- Extracted data entries:

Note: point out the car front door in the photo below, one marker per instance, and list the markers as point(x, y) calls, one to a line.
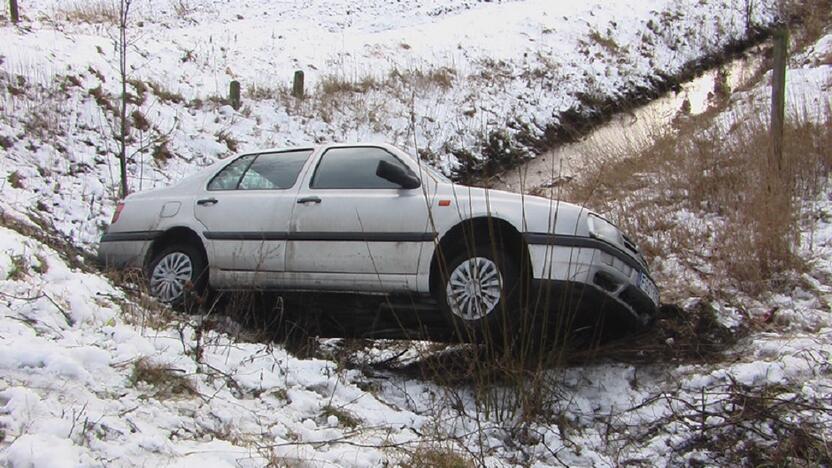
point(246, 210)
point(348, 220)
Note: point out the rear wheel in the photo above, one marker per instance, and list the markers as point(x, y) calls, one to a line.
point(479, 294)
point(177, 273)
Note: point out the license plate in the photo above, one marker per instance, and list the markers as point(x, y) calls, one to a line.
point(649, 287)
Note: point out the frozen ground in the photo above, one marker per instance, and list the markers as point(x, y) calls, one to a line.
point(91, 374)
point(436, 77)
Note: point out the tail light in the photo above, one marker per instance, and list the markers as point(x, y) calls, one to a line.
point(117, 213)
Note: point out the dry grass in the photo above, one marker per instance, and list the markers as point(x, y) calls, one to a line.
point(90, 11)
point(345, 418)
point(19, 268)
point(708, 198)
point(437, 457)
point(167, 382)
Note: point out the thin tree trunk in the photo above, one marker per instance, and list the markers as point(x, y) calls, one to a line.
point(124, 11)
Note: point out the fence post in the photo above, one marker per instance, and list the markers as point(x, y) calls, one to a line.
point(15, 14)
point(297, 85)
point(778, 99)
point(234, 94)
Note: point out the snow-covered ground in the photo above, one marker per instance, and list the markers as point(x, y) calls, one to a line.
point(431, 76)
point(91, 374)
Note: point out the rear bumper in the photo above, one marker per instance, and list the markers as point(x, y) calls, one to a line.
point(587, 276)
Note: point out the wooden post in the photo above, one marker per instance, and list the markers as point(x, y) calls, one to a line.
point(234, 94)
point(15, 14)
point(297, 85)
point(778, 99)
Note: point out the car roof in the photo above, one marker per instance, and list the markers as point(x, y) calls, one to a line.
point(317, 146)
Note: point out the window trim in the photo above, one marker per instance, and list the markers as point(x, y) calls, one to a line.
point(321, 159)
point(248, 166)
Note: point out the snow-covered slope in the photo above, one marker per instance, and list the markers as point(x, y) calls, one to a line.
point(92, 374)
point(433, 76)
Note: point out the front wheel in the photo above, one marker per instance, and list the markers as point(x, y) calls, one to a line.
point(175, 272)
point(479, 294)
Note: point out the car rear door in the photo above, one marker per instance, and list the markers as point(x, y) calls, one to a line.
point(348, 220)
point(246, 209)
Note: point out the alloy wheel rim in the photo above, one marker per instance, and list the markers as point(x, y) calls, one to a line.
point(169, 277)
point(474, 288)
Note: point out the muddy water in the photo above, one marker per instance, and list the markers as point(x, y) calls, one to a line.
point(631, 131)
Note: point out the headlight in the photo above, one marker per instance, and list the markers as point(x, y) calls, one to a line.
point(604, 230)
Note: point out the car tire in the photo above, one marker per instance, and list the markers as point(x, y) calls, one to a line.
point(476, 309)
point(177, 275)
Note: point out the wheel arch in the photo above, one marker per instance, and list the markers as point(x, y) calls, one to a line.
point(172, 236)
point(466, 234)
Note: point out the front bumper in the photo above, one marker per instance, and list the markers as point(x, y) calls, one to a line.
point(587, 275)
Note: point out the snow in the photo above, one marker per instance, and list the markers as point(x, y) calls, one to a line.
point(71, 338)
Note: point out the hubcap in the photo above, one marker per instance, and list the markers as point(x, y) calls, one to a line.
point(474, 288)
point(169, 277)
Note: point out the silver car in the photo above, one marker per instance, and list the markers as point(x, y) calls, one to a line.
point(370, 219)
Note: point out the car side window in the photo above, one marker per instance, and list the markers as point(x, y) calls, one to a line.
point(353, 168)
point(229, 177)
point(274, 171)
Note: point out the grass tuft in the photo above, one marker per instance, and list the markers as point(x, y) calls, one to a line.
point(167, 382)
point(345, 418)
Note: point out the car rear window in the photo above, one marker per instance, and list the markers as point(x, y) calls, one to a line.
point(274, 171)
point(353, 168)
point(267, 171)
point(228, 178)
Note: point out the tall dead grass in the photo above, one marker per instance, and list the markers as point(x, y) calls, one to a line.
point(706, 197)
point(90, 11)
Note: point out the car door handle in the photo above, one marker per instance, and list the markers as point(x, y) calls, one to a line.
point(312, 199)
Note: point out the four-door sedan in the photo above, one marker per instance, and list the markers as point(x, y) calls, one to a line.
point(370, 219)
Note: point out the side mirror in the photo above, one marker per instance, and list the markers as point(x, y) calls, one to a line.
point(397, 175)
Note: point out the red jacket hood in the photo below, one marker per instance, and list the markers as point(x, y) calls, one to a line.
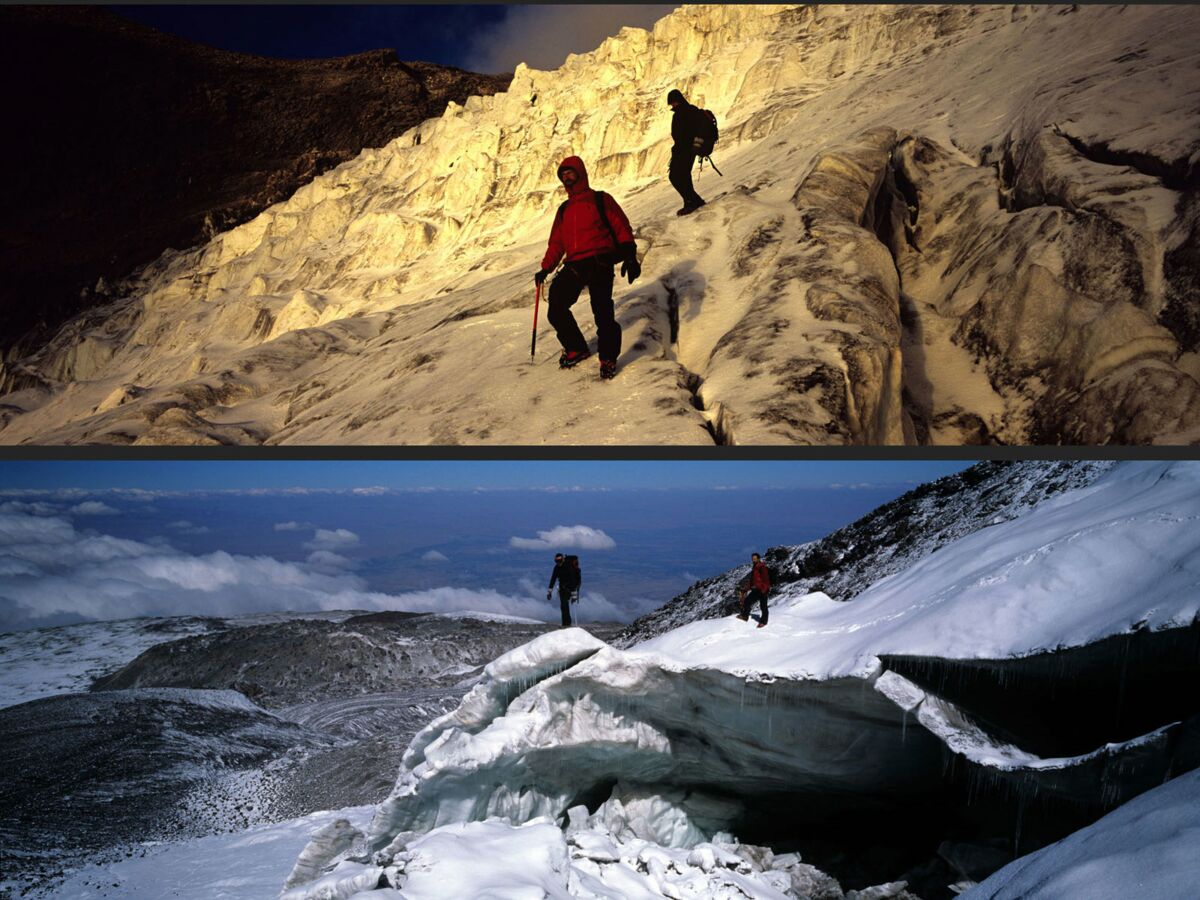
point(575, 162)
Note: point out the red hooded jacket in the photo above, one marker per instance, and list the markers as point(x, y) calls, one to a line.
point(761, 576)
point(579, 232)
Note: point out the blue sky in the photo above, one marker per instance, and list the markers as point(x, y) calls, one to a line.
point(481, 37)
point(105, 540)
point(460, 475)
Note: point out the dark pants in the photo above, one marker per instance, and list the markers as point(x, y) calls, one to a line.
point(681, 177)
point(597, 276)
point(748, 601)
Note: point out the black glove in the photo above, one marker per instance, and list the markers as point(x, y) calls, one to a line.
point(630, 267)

* * *

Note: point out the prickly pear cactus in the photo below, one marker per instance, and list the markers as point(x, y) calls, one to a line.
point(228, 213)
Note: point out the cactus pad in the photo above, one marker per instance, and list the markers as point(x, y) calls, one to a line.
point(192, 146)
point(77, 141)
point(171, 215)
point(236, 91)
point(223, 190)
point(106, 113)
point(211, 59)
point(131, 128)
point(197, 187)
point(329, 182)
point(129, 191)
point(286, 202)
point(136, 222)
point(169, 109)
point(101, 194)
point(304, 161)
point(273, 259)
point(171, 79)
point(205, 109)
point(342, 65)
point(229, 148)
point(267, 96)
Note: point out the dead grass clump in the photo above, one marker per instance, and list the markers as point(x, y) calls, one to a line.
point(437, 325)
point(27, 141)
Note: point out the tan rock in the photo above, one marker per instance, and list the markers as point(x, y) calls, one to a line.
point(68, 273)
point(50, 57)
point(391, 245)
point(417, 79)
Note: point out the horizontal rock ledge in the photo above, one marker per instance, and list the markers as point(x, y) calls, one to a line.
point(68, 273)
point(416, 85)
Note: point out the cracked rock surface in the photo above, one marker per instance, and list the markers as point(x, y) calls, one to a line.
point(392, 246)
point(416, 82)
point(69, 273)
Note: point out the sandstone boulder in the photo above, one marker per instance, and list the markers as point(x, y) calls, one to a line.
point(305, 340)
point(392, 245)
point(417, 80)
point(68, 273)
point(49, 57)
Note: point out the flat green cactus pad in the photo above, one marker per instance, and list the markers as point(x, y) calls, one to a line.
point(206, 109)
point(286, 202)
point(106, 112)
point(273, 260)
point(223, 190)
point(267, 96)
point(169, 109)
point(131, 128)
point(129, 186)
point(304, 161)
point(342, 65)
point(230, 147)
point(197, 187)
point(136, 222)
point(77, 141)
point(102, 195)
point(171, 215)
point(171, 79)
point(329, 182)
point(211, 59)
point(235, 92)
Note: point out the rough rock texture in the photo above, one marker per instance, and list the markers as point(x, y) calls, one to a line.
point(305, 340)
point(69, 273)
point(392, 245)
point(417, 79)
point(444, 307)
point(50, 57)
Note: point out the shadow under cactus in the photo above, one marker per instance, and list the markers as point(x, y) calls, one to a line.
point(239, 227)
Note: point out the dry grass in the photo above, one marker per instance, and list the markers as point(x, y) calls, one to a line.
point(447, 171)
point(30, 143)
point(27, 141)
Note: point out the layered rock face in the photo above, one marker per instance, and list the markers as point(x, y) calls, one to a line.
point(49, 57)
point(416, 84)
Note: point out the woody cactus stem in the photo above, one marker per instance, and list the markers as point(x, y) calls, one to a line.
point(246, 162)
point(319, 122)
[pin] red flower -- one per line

==

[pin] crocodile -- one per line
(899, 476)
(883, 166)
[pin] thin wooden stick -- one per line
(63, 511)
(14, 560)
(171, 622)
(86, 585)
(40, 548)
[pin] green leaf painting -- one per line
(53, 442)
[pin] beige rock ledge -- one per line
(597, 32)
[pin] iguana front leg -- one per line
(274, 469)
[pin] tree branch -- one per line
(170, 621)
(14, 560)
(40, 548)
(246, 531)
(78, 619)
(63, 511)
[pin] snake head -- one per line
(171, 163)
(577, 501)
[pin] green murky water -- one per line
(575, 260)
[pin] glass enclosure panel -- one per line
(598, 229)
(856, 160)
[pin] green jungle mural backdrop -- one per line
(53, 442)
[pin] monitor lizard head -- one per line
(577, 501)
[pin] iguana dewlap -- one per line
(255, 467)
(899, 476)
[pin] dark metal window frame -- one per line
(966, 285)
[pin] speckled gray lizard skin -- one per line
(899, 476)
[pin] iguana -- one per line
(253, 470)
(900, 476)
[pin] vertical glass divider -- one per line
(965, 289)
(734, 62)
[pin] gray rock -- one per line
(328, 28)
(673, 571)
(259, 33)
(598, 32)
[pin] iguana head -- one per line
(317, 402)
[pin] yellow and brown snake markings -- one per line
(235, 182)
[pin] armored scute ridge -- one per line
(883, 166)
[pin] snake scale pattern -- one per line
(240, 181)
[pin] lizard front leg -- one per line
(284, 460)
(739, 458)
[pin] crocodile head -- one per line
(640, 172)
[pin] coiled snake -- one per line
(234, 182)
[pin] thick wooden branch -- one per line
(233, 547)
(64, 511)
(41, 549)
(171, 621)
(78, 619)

- What is required: Restate word for word the entries above, starting at the line with "Note: point out the woody" and ending at the line with "[pin] red flower -- one per line", inclusive, and no others.

- Answer to the exercise:
Note: point out the woody cactus stem in the photo above, one marker per instance, and list the markers as point(x, y) calls, one to a line.
point(246, 162)
point(319, 122)
[pin] red flower -- one per line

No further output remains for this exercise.